---- Excerpted data

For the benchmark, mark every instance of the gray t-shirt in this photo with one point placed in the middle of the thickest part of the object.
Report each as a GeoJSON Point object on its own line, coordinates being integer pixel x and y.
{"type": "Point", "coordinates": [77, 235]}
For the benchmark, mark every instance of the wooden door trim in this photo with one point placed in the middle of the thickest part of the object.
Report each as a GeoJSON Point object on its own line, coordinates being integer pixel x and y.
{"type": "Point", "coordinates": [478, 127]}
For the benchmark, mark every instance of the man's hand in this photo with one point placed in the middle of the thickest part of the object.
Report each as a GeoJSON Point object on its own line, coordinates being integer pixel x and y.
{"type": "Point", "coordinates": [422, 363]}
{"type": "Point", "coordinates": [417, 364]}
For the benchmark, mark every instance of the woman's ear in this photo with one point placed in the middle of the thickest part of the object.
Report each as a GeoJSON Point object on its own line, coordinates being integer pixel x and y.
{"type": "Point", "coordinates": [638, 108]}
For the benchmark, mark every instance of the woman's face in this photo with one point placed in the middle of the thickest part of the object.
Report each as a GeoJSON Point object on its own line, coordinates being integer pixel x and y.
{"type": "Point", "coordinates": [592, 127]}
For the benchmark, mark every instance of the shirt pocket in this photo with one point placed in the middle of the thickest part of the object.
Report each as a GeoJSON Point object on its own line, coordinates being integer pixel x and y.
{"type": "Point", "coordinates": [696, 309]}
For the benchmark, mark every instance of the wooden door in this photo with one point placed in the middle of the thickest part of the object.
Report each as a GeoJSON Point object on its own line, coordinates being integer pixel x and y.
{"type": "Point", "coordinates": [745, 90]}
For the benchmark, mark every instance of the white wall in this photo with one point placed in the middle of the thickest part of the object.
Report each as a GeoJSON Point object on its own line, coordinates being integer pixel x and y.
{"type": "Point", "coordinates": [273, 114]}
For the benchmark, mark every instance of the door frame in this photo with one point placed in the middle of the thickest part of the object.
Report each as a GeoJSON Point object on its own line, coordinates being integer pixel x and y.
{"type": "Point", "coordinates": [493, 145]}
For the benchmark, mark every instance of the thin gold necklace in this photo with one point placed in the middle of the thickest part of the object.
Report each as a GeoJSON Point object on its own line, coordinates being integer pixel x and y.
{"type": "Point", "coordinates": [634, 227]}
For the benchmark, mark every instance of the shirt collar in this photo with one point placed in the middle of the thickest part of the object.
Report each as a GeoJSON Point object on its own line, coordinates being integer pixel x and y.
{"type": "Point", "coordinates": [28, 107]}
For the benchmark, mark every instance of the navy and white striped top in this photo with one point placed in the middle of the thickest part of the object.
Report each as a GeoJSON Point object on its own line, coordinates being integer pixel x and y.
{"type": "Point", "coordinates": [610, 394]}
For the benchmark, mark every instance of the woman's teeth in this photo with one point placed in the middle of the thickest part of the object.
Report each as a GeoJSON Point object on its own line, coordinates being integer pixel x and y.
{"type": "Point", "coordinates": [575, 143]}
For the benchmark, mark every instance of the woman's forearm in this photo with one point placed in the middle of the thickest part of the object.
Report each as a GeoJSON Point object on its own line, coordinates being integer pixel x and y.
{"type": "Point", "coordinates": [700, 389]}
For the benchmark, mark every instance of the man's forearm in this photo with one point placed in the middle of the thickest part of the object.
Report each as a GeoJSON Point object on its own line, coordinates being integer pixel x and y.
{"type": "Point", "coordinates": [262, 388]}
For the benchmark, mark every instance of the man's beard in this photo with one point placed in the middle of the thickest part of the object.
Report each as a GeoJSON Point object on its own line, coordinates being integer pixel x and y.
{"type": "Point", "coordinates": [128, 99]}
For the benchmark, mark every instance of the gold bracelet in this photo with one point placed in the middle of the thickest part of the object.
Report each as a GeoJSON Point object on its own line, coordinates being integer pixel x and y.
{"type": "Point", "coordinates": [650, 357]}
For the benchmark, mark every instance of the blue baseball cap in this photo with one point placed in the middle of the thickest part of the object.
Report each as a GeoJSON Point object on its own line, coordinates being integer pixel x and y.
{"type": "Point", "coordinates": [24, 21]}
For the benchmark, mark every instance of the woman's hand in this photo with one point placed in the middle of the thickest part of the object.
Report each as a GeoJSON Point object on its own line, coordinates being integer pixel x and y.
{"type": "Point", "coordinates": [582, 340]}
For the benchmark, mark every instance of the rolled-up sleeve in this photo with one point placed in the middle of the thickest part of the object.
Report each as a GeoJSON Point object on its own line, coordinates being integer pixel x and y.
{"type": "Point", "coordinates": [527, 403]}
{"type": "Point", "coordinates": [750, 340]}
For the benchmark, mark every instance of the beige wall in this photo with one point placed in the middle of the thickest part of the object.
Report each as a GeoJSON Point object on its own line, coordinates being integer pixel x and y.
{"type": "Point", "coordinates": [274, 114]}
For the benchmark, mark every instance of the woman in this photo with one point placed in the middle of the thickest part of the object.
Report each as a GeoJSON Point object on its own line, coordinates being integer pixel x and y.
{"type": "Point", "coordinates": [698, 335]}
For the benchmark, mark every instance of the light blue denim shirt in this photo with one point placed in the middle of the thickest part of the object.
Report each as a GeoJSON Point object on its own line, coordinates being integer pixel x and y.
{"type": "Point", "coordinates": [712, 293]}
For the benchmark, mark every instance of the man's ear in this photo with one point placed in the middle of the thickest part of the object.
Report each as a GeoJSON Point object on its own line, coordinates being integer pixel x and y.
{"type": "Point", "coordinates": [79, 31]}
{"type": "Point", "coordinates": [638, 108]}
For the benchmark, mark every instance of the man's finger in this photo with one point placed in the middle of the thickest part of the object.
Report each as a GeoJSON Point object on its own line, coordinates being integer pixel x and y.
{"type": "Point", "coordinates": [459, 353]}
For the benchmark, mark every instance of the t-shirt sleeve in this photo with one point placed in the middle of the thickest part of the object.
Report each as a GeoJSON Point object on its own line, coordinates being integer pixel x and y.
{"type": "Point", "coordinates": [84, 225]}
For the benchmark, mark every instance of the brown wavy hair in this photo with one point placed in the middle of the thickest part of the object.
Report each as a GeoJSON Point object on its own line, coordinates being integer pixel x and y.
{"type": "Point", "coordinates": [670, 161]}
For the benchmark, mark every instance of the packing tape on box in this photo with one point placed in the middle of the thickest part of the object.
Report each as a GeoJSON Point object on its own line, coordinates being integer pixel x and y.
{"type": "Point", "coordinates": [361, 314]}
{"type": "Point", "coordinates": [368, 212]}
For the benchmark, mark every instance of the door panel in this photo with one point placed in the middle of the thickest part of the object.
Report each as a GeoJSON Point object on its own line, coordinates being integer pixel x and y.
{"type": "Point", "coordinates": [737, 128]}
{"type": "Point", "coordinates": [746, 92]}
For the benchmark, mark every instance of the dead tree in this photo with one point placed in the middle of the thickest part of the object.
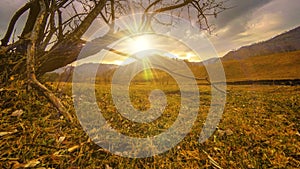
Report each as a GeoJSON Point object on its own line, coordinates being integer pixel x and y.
{"type": "Point", "coordinates": [51, 37]}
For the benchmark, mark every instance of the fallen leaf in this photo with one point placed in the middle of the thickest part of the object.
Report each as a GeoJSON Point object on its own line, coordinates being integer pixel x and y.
{"type": "Point", "coordinates": [8, 132]}
{"type": "Point", "coordinates": [17, 113]}
{"type": "Point", "coordinates": [32, 163]}
{"type": "Point", "coordinates": [61, 139]}
{"type": "Point", "coordinates": [107, 166]}
{"type": "Point", "coordinates": [229, 132]}
{"type": "Point", "coordinates": [73, 148]}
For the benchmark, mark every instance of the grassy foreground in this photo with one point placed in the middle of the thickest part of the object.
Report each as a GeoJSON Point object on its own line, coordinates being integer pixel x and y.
{"type": "Point", "coordinates": [260, 128]}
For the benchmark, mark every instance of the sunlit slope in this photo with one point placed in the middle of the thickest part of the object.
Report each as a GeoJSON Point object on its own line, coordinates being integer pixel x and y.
{"type": "Point", "coordinates": [268, 67]}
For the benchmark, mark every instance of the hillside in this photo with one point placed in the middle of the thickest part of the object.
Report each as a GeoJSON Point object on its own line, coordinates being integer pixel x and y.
{"type": "Point", "coordinates": [286, 42]}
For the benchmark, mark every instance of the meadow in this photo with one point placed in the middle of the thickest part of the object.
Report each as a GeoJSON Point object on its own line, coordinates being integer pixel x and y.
{"type": "Point", "coordinates": [260, 128]}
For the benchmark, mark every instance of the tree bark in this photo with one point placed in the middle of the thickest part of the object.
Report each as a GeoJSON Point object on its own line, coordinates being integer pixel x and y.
{"type": "Point", "coordinates": [13, 22]}
{"type": "Point", "coordinates": [31, 54]}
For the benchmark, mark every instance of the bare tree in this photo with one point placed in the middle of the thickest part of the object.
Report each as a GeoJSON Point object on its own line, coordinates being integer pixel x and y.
{"type": "Point", "coordinates": [51, 37]}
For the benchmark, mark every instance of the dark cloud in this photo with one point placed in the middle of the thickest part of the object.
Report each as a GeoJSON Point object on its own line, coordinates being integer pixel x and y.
{"type": "Point", "coordinates": [238, 9]}
{"type": "Point", "coordinates": [252, 21]}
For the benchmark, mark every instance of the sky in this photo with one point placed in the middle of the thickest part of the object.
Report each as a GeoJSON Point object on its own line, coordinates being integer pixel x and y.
{"type": "Point", "coordinates": [246, 22]}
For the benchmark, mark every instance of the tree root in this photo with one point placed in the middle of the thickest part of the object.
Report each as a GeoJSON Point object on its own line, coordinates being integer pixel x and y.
{"type": "Point", "coordinates": [52, 98]}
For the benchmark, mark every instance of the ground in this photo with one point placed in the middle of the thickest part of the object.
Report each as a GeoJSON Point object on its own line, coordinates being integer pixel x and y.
{"type": "Point", "coordinates": [260, 128]}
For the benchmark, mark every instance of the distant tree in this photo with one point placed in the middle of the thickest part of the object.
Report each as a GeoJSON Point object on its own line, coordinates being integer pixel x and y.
{"type": "Point", "coordinates": [51, 36]}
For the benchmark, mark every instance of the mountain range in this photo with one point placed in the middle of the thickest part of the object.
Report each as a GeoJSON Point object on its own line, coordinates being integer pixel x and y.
{"type": "Point", "coordinates": [276, 58]}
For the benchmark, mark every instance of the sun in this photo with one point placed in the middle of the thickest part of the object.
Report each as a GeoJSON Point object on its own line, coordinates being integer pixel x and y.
{"type": "Point", "coordinates": [139, 43]}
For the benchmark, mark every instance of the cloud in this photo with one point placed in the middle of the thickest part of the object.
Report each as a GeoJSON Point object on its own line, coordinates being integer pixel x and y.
{"type": "Point", "coordinates": [253, 21]}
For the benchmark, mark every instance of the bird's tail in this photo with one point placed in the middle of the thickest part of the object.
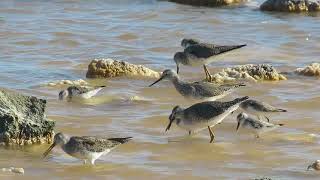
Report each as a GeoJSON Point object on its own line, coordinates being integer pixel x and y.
{"type": "Point", "coordinates": [121, 140]}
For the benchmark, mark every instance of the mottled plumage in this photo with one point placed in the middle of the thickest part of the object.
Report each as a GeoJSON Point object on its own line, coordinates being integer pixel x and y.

--------

Instructions for the task = Rewrite the lines from the one containing "For the benchmark, mark every instance of the cloud" through the end of the material, inclusive, keeping the requests as they are but multiplying every pixel coordinate in the answers by 0.3 and rounding each to a whole number, with halves rounded up. Leave the pictures out.

Final result =
For the benchmark, mark every instance of the cloud in this photo with one point placed in the middle of the thickest part of the object.
Report each as a GeoJSON Point object on its own line, coordinates being integer pixel x and y.
{"type": "Point", "coordinates": [76, 6]}
For the benchmark, mark every instance of the bird's tail in this photo with one point placed in the middle of the thickest part of the object.
Report each as a GeoJSON Point object on its own line, coordinates being integer pixel x and y.
{"type": "Point", "coordinates": [36, 42]}
For the benchmark, mark every instance of the mottled plumage in this photo with one point placed in the middle of the thickest part of the object.
Report each as a GeoJSON Point object on its own line, coordinates being integer pixel x and y.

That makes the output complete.